- LESETEXT:

───

Das BFA stützte die Aberkennung der aufschiebenden Wirkung auf § 18 Abs. 2 Z 1 BFA-VG, da aus Sicht der belangten Behörde die sofortige Ausreise des Beschwerdeführers im Interesse der öffentlichen Ordnung oder Sicherheit erforderlich ist.

Nach der zu § 18 Abs. 2 Z 1 BFA-VG ergangenen Judikatur des Verwaltungsgerichtshofes genügt es nicht, auf eine - die Aufenthaltsbeendigung als solche rechtfertigende - Gefährdung der öffentlichen Ordnung und Sicherheit durch den Fremden zu verweisen, sondern darüber hinaus muss dargetan werden, warum die Aufenthaltsbeendigung sofort - ohne Aufschub und unabhängig vom Ergebnis des Beschwerdeverfahrens - zu erfolgen hat (vgl. VwGH 16.06.2020, Ra 2019/21/0360)

Entgegen dieser Rechtsprechung begründete das BFA im vorliegenden Fall den bekämpften Spruchpunkt IV. allein mit der Gefährdung der öffentlichen Ordnung und Sicherheit aufgrund der vom BFA festgestellten Schwarzarbeit des Beschwerdeführers, welche ebenso als Hauptargument für die Erlassung der Rückkehrentscheidung und des Einreiseverbots herangezogen wurde. Warum die Aufenthaltsbeendigung sofort - ohne Aufschub und unabhängig vom Ergebnis des Beschwerdeverfahrens - zu erfolgen hat, wurde nicht konkret dargelegt. Die Ausführungen des BFA im Bescheid zur Aberkennung der aufschiebenden Wirkung sind sinngemäß mit jenen gleichzusetzen, mit denen bereits die Erlassung des Einreiseverbots und die Rückkehrentscheidung begründet wurde. Mit Hinblick auf die obzitierte Judikatur des Verwaltungsgerichtshofes ist es nicht ausreichend, jene Überlegungen ins Treffen zu führen, die schon bei der Entscheidung über die Verhängung der aufenthaltsbeendenden Maßnahme selbst maßgeblich waren. Die Notwendigkeit der sofortigen Ausreise als gesetzliche Voraussetzung für die Aberkennung der aufschiebenden Wirkung betreffend die Beschwerde gegen eine Rückkehrentscheidung erfordert also das Vorliegen besonderer Umstände, die mit den Voraussetzungen für die Aufenthaltsbeendigung als solche nicht gleichzusetzen sind (VwGH 04.04.2019, Ra 2019/21/0053 mwN).

───

- AUSZÜGE AUS DATENSÄTZEN:
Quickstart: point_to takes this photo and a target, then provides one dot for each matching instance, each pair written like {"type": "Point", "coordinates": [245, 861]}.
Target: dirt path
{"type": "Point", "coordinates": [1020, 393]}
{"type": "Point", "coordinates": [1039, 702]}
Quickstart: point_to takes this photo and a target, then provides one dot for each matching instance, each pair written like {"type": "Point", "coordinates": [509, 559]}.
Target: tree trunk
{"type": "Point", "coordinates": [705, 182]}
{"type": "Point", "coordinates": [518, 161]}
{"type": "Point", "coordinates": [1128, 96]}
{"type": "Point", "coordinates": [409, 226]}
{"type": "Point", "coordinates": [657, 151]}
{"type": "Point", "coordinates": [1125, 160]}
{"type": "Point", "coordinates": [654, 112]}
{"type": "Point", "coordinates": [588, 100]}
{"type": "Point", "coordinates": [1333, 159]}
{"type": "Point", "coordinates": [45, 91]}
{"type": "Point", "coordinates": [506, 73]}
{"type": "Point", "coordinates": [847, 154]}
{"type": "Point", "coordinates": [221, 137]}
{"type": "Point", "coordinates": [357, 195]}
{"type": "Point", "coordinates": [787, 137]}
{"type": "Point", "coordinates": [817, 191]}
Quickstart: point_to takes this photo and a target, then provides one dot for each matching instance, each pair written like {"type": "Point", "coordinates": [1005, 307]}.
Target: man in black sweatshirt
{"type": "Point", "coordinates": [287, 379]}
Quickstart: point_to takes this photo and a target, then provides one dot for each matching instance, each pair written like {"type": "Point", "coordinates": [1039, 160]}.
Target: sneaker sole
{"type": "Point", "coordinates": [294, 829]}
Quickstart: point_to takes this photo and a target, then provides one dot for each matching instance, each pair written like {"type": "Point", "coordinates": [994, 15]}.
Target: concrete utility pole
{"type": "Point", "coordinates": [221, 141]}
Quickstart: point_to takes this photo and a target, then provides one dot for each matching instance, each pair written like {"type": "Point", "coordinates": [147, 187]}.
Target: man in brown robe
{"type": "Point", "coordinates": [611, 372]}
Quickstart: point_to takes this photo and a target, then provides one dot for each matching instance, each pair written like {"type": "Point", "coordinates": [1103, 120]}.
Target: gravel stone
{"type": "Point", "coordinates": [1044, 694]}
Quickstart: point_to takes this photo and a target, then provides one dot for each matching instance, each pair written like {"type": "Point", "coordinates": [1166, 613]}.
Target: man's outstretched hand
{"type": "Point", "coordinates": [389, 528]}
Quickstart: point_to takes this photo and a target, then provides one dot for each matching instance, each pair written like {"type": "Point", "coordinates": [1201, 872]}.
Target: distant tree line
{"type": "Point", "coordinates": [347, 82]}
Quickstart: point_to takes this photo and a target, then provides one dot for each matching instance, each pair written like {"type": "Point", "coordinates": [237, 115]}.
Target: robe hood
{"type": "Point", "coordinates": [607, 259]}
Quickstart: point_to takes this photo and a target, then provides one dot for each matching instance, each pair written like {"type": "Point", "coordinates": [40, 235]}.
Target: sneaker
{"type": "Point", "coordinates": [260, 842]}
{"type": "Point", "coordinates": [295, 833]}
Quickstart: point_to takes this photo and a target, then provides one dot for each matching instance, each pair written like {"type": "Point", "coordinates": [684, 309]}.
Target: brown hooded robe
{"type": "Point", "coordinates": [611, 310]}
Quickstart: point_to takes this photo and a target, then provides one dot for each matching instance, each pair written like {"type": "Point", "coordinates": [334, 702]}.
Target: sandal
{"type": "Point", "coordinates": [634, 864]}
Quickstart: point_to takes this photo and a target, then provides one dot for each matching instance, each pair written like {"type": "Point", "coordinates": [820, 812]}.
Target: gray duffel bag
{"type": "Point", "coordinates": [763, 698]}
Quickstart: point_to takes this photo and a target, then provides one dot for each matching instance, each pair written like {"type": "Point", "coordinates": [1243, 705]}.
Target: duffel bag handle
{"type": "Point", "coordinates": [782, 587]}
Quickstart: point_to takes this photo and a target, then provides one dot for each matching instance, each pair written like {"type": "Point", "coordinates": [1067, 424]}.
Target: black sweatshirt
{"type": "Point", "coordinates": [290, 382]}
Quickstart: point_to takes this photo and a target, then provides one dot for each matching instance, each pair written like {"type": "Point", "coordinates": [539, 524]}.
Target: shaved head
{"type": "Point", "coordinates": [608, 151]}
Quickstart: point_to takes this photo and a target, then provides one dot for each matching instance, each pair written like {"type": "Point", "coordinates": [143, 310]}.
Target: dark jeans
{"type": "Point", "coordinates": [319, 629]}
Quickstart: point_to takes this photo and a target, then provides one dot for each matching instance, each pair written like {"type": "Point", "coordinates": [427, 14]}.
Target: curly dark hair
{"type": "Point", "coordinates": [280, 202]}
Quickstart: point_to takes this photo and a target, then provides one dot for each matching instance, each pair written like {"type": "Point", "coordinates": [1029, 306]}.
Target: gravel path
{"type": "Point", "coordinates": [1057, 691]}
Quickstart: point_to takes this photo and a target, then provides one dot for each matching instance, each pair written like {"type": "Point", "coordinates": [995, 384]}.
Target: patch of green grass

───

- GESTELLTE AUFGABE A:
Stimmen die folgenden Aussagen mit dem Lesetext überein? Antworte zu jeder mit Ja oder Nein und führe die entscheidenden Worte des Lesetextes wörtlich an.
(i) Das BFA stützte die Aberkennung der aufschiebenden Wirkung auf § 18 Abs. 2 Z 1 BFA-VG.
(ii) Das BFA hat konkret dargelegt, warum die Aufenthaltsbeendigung sofort erfolgen muss.
(iii) Die Schwarzarbeit des Beschwerdeführers diente auch als Hauptargument für das Einreiseverbot.
- GESTELLTE AUFGABE B:
Kopiere aus dem Lesetext den Abschnitt, der mit den Worten „Das BFA stützte“ beginnt und nach den Worten „Sicherheit erforderlich ist.“ endet.

- ERGEBNIS DER AUFGABE A:
(i) Ja: „Das BFA stützte die Aberkennung der aufschiebenden Wirkung auf § 18 Abs. 2 Z 1 BFA-VG“
(ii) Nein: „Warum die Aufenthaltsbeendigung sofort - ohne Aufschub und unabhängig vom Ergebnis des Beschwerdeverfahrens - zu erfolgen hat, wurde nicht konkret dargelegt.“
(iii) Ja: „welche ebenso als Hauptargument für die Erlassung der Rückkehrentscheidung und des Einreiseverbots herangezogen wurde“

- ERGEBNIS DER AUFGABE B:
Das BFA stützte die Aberkennung der aufschiebenden Wirkung auf § 18 Abs. 2 Z 1 BFA-VG, da aus Sicht der belangten Behörde die sofortige Ausreise des Beschwerdeführers im Interesse der öffentlichen Ordnung oder Sicherheit erforderlich ist.